# start of Document passage

Review: Spike Lee's 'BlacKkKlansman' is daring and essential

Topher Grace plays Ku Klux Klan Grand Wizard David Duke in  in a scene from "BlacKkKlansman."

Director Spike Lee’s “BlacKkKlansman” is in its final showings in Waco — two Wednesday night, one Thursday afternoon — after a four-week run in Waco, longer than I thought it’d do in Waco.

Part of that is due to Lee’s forceful style when it comes to films that deal with racial issues. Part is that Waco — specifically, the 1916 lynching of Jesse Washington that became known as the “Waco Horror” — is a major plot point.

Lee’s movie is based on the true story of black detective Ron Stallworth (John David Washington, Denzel Washington’s son) in Colorado Springs, Colorado, who infiltrates a local Klan group in 1979 and helped break it up. Lee, the director behind one of the great American films on race, 1989’s “Do The Right Thing,” isn’t content with leaving Stallworth’s story in the 1970s and the power of “BlacKkKlansman” comes in how he ties that story to an all-too-uncomfortable present.

The Waco moment comes about two-thirds of the way through the movie, when Lee crosscuts a Ku Klux Klan induction ceremony, which features a screening of the 1915 Klan-glorifying “Birth of a Nation,” with an older black man Jerome Turner (Harry Belafonte) recounting to a group of shocked college students the details of the Waco Horror, viewed by thousands of Waco and McLennan County citizens.

# end of Document passage

Required work >>
1. Decide whether each statement agrees with the review of "BlacKkKlansman." For each, answer yes or no and quote the words of the review that settle it. (a) Ron Stallworth infiltrates a local Klan group in 1979. (b) Harry Belafonte plays David Duke. (c) The lynching of Jesse Washington took place in 1916.
2. According to the review of "BlacKkKlansman," which film is screened during the Ku Klux Klan induction ceremony?
3. Rewrite everything in the review of "BlacKkKlansman" from "Topher Grace plays" down to "do in Waco.", changing "four-week run" to "month-long run".

# start of Listing

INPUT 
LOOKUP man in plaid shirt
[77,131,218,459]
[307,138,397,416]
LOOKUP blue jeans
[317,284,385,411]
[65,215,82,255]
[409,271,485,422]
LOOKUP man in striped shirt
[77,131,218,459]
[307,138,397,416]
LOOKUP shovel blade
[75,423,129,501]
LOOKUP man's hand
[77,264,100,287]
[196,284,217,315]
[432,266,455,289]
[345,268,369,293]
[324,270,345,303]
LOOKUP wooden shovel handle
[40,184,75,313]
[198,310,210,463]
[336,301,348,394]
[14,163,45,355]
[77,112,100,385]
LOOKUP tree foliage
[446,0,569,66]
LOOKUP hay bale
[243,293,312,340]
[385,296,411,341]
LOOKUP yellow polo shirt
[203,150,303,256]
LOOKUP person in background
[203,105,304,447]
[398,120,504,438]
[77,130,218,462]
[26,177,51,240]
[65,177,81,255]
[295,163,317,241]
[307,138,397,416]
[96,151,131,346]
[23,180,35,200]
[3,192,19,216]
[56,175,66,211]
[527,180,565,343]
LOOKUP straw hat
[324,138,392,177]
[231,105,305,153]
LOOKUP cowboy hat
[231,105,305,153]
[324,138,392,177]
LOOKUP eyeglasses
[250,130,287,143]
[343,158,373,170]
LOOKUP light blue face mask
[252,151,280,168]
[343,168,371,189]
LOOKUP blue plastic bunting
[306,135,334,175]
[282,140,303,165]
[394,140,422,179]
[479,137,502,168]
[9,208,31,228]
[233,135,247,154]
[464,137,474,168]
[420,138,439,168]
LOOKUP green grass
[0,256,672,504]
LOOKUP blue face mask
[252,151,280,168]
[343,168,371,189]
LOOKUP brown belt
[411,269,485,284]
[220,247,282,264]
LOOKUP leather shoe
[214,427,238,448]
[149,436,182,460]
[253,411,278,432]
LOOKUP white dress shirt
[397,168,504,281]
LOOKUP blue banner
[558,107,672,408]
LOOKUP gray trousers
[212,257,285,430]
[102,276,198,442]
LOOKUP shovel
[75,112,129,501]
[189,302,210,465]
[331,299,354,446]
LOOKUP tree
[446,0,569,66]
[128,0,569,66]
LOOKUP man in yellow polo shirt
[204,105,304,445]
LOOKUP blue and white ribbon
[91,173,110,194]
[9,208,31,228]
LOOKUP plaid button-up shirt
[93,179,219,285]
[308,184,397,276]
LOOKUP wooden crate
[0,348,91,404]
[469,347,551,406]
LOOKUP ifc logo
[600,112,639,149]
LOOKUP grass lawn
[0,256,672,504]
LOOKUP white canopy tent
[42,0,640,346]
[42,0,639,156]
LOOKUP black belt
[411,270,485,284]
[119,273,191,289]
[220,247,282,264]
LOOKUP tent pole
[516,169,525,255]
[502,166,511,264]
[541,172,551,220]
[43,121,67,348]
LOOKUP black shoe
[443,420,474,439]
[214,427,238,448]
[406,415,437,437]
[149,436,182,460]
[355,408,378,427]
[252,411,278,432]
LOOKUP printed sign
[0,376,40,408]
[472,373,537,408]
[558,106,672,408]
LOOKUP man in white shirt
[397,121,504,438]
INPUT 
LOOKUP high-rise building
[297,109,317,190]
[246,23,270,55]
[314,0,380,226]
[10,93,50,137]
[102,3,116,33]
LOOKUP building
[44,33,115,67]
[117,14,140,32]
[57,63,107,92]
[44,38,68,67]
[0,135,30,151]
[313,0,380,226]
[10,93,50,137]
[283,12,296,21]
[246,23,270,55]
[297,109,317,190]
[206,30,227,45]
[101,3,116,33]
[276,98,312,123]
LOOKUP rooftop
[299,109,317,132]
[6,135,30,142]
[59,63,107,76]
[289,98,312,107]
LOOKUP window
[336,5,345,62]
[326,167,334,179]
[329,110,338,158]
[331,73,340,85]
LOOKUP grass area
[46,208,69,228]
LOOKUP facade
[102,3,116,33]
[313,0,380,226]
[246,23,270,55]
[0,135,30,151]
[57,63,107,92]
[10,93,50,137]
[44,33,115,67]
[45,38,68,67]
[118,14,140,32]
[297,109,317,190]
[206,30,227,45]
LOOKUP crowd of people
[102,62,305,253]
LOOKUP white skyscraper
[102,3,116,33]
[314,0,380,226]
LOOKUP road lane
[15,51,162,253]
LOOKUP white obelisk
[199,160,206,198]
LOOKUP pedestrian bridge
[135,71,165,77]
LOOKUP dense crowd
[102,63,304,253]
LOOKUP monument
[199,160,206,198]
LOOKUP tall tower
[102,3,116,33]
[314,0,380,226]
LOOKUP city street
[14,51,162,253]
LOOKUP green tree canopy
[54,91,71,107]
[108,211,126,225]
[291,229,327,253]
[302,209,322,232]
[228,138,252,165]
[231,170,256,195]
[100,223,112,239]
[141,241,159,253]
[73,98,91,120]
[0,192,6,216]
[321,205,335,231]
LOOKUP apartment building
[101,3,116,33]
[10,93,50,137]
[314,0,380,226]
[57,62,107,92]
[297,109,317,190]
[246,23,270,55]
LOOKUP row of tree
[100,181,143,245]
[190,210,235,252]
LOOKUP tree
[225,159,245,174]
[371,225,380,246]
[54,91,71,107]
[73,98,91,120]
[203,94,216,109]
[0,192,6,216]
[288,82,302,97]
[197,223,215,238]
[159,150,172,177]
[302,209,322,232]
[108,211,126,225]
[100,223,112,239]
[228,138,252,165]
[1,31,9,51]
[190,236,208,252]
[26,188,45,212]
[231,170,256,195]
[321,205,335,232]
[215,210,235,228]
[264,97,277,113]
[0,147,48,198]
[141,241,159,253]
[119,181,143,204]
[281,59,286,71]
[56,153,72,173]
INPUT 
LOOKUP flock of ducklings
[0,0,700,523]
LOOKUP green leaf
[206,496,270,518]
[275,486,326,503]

# end of Listing

Written answers >>
1.
(a) Yes: "who infiltrates a local Klan group in 1979"
(b) No: "Topher Grace plays Ku Klux Klan Grand Wizard David Duke"
(c) Yes: "the 1916 lynching of Jesse Washington"

2. The 1915 Klan-glorifying "Birth of a Nation."

3.
Topher Grace plays Ku Klux Klan Grand Wizard David Duke in  in a scene from "BlacKkKlansman."

Director Spike Lee’s “BlacKkKlansman” is in its final showings in Waco — two Wednesday night, one Thursday afternoon — after a month-long run in Waco, longer than I thought it’d do in Waco.